═════ Input material ═════

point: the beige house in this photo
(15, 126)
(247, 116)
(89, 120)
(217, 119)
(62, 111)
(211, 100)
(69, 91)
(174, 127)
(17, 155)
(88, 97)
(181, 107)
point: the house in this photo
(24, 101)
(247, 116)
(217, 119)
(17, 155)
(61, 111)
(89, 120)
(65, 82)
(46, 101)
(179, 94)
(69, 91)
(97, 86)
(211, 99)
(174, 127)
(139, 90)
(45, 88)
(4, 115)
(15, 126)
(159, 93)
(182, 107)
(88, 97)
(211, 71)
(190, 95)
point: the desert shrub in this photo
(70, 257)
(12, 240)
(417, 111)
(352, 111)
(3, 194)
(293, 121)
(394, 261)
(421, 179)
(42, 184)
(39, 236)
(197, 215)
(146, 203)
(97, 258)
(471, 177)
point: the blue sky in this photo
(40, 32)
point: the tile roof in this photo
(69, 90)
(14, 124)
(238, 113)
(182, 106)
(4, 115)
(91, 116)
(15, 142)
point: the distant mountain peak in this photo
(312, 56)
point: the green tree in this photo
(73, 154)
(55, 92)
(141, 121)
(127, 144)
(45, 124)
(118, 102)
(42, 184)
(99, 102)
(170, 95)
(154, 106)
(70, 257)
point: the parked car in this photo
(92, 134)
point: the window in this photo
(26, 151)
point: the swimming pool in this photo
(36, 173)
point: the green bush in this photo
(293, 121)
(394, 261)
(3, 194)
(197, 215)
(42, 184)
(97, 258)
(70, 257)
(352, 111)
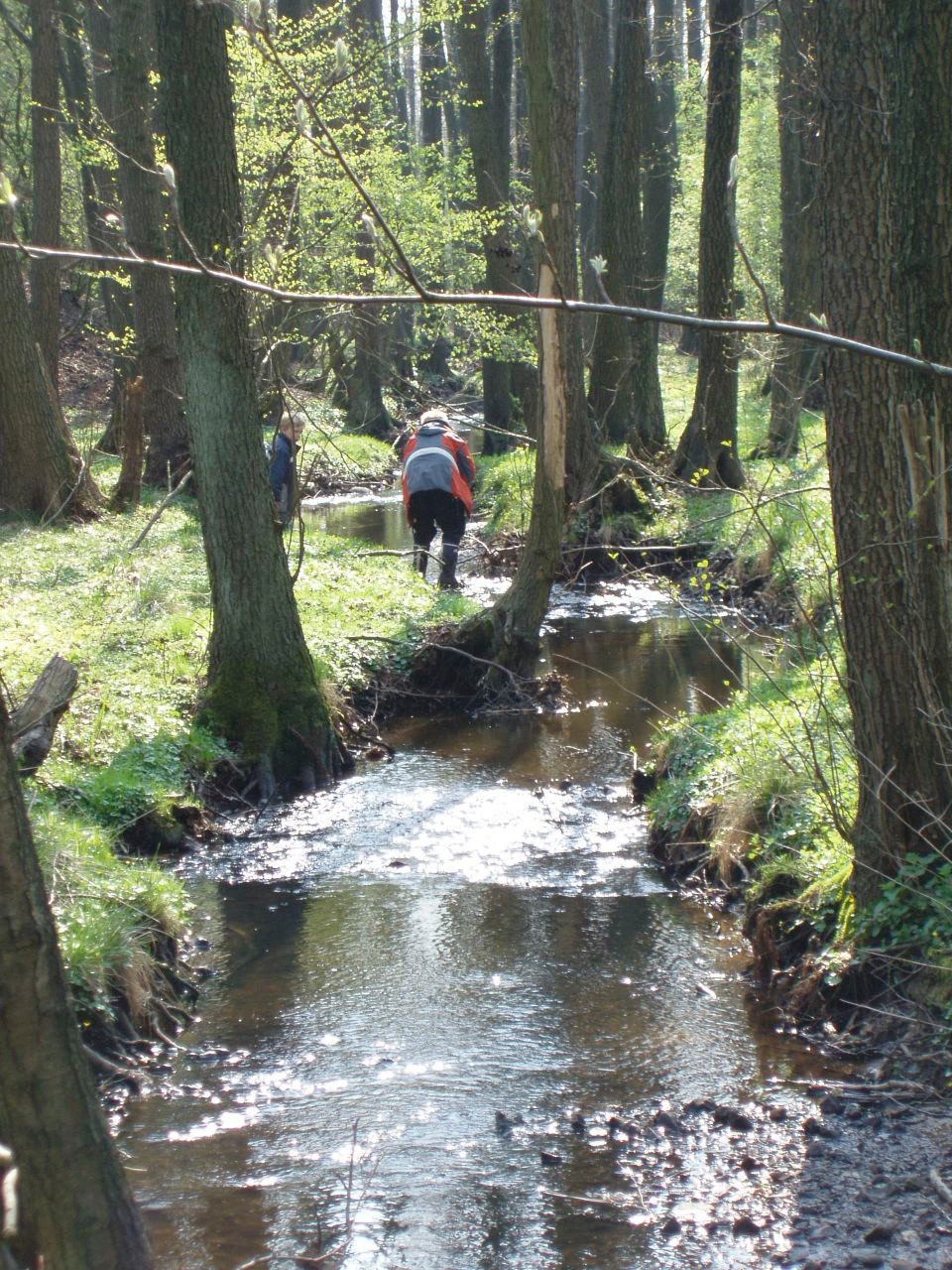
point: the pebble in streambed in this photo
(851, 1185)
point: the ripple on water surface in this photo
(433, 978)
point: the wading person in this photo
(436, 477)
(282, 471)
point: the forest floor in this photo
(866, 1182)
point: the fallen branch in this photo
(162, 507)
(35, 722)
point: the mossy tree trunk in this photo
(485, 44)
(625, 390)
(76, 1206)
(48, 180)
(707, 451)
(661, 158)
(794, 361)
(549, 49)
(263, 691)
(153, 302)
(885, 105)
(41, 471)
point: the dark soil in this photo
(862, 1182)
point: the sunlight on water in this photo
(430, 975)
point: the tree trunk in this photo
(41, 472)
(548, 42)
(884, 186)
(431, 64)
(486, 123)
(625, 391)
(76, 1203)
(128, 488)
(794, 362)
(661, 157)
(593, 150)
(154, 307)
(48, 181)
(707, 451)
(366, 411)
(262, 693)
(100, 198)
(549, 56)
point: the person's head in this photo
(293, 425)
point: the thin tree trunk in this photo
(154, 307)
(76, 1202)
(41, 472)
(548, 36)
(625, 391)
(48, 180)
(794, 362)
(661, 157)
(486, 118)
(707, 449)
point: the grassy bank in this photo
(128, 765)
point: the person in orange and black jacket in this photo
(436, 477)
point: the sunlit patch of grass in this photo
(504, 489)
(108, 911)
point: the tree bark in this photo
(262, 690)
(625, 390)
(548, 41)
(794, 362)
(41, 472)
(76, 1202)
(154, 307)
(48, 181)
(661, 155)
(884, 185)
(707, 451)
(483, 27)
(33, 722)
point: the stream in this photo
(453, 1000)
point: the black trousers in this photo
(431, 508)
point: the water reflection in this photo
(472, 929)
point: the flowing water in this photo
(436, 984)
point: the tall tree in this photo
(41, 472)
(885, 105)
(551, 60)
(707, 449)
(625, 390)
(48, 180)
(154, 307)
(793, 367)
(661, 158)
(594, 113)
(484, 41)
(77, 1209)
(262, 684)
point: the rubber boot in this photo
(447, 574)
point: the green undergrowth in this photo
(128, 762)
(758, 795)
(777, 530)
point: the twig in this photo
(162, 507)
(498, 300)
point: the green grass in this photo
(136, 625)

═════

--- Work to complete ---
Could you copy all of the entries above word for word, leaving the pictures out of your answer?

--- Solution to the exercise ---
point: the beige house in this photo
(15, 126)
(247, 116)
(89, 120)
(217, 119)
(62, 111)
(211, 100)
(69, 91)
(174, 127)
(17, 155)
(88, 97)
(181, 107)
point: the house in this photo
(24, 101)
(247, 116)
(217, 119)
(17, 155)
(61, 111)
(89, 120)
(65, 82)
(46, 101)
(179, 94)
(69, 91)
(97, 86)
(211, 99)
(174, 127)
(139, 90)
(45, 88)
(4, 115)
(15, 126)
(159, 93)
(182, 107)
(88, 97)
(211, 71)
(190, 95)
point: the desert shrub in this photo
(70, 257)
(12, 240)
(417, 111)
(352, 111)
(3, 194)
(293, 121)
(394, 261)
(421, 179)
(42, 184)
(39, 236)
(197, 215)
(146, 203)
(97, 258)
(471, 177)
point: the blue sky in this photo
(40, 32)
point: the tile roof in this photo
(69, 90)
(14, 124)
(238, 113)
(182, 106)
(4, 115)
(91, 116)
(15, 142)
point: the distant mountain peak in this photo
(312, 56)
point: the green tree in this photo
(73, 154)
(55, 92)
(141, 121)
(127, 144)
(45, 124)
(118, 102)
(42, 184)
(99, 102)
(170, 95)
(154, 106)
(70, 257)
point: the parked car in this photo
(92, 134)
point: the window in this photo
(26, 151)
point: the swimming pool in this photo
(36, 173)
point: the green bush in this photo
(293, 121)
(394, 261)
(3, 194)
(197, 215)
(42, 184)
(97, 258)
(70, 257)
(352, 111)
point: the pebble in streambed in this photo
(851, 1185)
point: the ripple on water surface in this photo
(433, 978)
point: the wading person in this photo
(436, 477)
(282, 471)
point: the forest floor in this photo
(866, 1182)
point: the fallen branch in this photo
(162, 507)
(35, 722)
point: the mossy tree trunk in this photo
(485, 44)
(625, 390)
(76, 1206)
(48, 180)
(707, 451)
(661, 158)
(794, 361)
(549, 49)
(263, 691)
(153, 302)
(885, 105)
(41, 471)
point: the dark soil in this photo
(862, 1182)
point: the sunlight on water in this photo
(430, 975)
point: the tree trunk in this photo
(41, 472)
(548, 42)
(884, 186)
(431, 64)
(486, 123)
(625, 391)
(76, 1203)
(128, 488)
(794, 362)
(661, 157)
(593, 150)
(154, 307)
(48, 181)
(707, 451)
(366, 411)
(262, 693)
(100, 198)
(549, 56)
point: the person's head in this photo
(293, 425)
point: the thin tree trunk in this photo
(154, 307)
(76, 1202)
(41, 472)
(548, 36)
(625, 391)
(48, 180)
(794, 362)
(661, 157)
(486, 118)
(707, 449)
point: the grassy bank in this photo
(128, 765)
point: the person in orange and black jacket in this photo
(436, 477)
point: the sunlit patch of grass in this photo
(504, 489)
(108, 911)
point: the tree bark in this photo
(262, 690)
(625, 390)
(548, 41)
(794, 362)
(41, 472)
(76, 1202)
(154, 307)
(48, 181)
(661, 155)
(884, 185)
(707, 451)
(483, 27)
(33, 722)
point: the stream in this photo
(453, 1000)
point: the black trousers in this photo
(431, 508)
point: the water reflection in this photo
(472, 929)
point: the flowing water in this photo
(436, 984)
point: the tall tree in this photo
(41, 472)
(885, 105)
(551, 60)
(707, 449)
(625, 390)
(48, 180)
(154, 307)
(793, 367)
(661, 158)
(594, 113)
(484, 41)
(77, 1209)
(262, 684)
point: the rubber boot in this photo
(447, 574)
point: the green undergrowth in this photo
(128, 762)
(758, 795)
(777, 530)
point: the twig in this photo
(162, 507)
(498, 300)
point: the green grass in this photo
(136, 625)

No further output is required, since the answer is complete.